__Vorliegender Text__
Die Befürworter einer „Wasserstoffwirtschaft“ möchten das künstlich aus Grünstrom erzeugte Energiegas jedoch zur Leitwährung eines neuen Energiesystems machen. Der mit grünem Primärstrom erzeugte Wasserstoff wird als Sekundärenergie an die Verbraucher geleitet und dort zur Wärmeerzeugung verheizt oder in einem zweiten elektrochemischen Prozess mit Brennstoffzellen wieder in Strom verwandelt, mit dem man Elektrogeräte versorgen oder Fahrzeuge antreiben kann. Bei der Wasserstoffkette ist die Elektrolyse als erste verlustreiche Energiewandlung unbedingt notwendig. Mit der Rückwandlung von Wasserstoff in elektrischen Strom mit Brennstoffzellen oder Verbrennungsmotoren kommt ein zweiter verlustreicher Wandlungsschritt hinzu. Der energetische Wasserstoffweg wird durch diese verlustreichen Umformungen stark belastet.

__Übungsaufgabe 1__
Wählen Sie aus den Datensätzen jede Zeile aus, in der das Wort „paved“ vorkommt, und geben Sie diese Zeilen wieder.
Der Text und die Datensätze haben inhaltlich nichts miteinander zu tun.

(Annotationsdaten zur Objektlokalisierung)
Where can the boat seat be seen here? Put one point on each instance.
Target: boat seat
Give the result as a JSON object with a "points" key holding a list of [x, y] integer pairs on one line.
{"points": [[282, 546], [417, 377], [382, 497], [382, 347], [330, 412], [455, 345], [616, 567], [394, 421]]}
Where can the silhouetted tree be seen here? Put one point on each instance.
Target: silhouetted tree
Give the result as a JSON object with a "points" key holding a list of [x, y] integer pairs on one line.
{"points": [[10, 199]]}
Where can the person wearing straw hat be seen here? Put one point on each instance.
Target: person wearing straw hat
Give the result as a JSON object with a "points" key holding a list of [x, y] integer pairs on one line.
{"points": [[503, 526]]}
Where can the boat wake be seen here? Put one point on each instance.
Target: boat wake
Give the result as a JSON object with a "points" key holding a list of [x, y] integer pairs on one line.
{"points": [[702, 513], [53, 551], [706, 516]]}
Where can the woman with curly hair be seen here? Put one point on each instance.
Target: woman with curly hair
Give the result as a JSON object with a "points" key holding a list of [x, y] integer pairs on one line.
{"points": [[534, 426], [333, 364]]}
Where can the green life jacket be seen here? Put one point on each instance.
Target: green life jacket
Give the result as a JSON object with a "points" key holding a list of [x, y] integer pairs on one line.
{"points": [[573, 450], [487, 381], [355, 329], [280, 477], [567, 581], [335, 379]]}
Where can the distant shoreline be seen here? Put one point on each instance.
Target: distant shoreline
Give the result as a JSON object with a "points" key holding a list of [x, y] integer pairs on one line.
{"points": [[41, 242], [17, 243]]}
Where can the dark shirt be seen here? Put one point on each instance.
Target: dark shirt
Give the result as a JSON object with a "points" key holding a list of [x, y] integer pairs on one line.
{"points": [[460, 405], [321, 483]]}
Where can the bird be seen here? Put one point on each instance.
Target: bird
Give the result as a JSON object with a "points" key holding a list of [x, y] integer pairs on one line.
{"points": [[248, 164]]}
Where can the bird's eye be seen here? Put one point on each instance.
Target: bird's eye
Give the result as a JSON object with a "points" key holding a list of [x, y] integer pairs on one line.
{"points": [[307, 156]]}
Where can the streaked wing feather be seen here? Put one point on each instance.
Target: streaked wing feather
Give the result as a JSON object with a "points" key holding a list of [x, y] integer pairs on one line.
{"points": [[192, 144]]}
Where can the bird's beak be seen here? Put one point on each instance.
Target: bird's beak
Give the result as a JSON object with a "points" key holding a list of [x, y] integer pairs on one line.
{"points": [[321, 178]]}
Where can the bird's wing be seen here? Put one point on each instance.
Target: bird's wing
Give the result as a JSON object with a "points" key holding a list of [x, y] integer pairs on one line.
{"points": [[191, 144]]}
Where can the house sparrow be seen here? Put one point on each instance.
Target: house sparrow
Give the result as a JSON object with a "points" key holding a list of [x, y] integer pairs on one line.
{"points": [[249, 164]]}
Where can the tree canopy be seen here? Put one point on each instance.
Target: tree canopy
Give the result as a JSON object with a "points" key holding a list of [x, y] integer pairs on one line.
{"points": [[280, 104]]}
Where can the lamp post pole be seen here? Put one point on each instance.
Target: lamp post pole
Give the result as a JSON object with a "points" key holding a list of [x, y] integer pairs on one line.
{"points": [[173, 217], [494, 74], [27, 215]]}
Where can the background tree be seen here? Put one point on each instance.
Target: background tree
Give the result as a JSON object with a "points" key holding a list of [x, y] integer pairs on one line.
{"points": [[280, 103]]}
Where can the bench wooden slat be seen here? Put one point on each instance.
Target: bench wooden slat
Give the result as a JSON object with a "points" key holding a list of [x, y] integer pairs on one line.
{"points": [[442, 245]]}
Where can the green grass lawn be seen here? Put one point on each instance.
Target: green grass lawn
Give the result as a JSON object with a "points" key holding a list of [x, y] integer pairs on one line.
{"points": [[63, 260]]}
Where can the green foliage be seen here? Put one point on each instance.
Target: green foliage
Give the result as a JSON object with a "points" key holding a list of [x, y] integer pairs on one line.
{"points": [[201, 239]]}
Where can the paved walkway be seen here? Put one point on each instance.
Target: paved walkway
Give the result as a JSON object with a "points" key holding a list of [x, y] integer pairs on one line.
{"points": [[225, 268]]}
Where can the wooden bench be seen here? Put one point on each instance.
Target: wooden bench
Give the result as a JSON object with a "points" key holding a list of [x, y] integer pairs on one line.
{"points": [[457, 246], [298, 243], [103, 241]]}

__Übungsaufgabe 2__
Überarbeiten Sie im Text zur Wasserstoffwirtschaft den Abschnitt von „Die Befürworter einer“ bis „Umformungen stark belastet.“, indem Sie „Grünstrom“ durch „Ökostrom“ ersetzen.

__Vollständige Antwort 1__
Where can the paved walkway be seen here? Put one point on each instance.
Target: paved walkway

__Vollständige Antwort 2__
Die Befürworter einer „Wasserstoffwirtschaft“ möchten das künstlich aus Ökostrom erzeugte Energiegas jedoch zur Leitwährung eines neuen Energiesystems machen. Der mit grünem Primärstrom erzeugte Wasserstoff wird als Sekundärenergie an die Verbraucher geleitet und dort zur Wärmeerzeugung verheizt oder in einem zweiten elektrochemischen Prozess mit Brennstoffzellen wieder in Strom verwandelt, mit dem man Elektrogeräte versorgen oder Fahrzeuge antreiben kann. Bei der Wasserstoffkette ist die Elektrolyse als erste verlustreiche Energiewandlung unbedingt notwendig. Mit der Rückwandlung von Wasserstoff in elektrischen Strom mit Brennstoffzellen oder Verbrennungsmotoren kommt ein zweiter verlustreicher Wandlungsschritt hinzu. Der energetische Wasserstoffweg wird durch diese verlustreichen Umformungen stark belastet.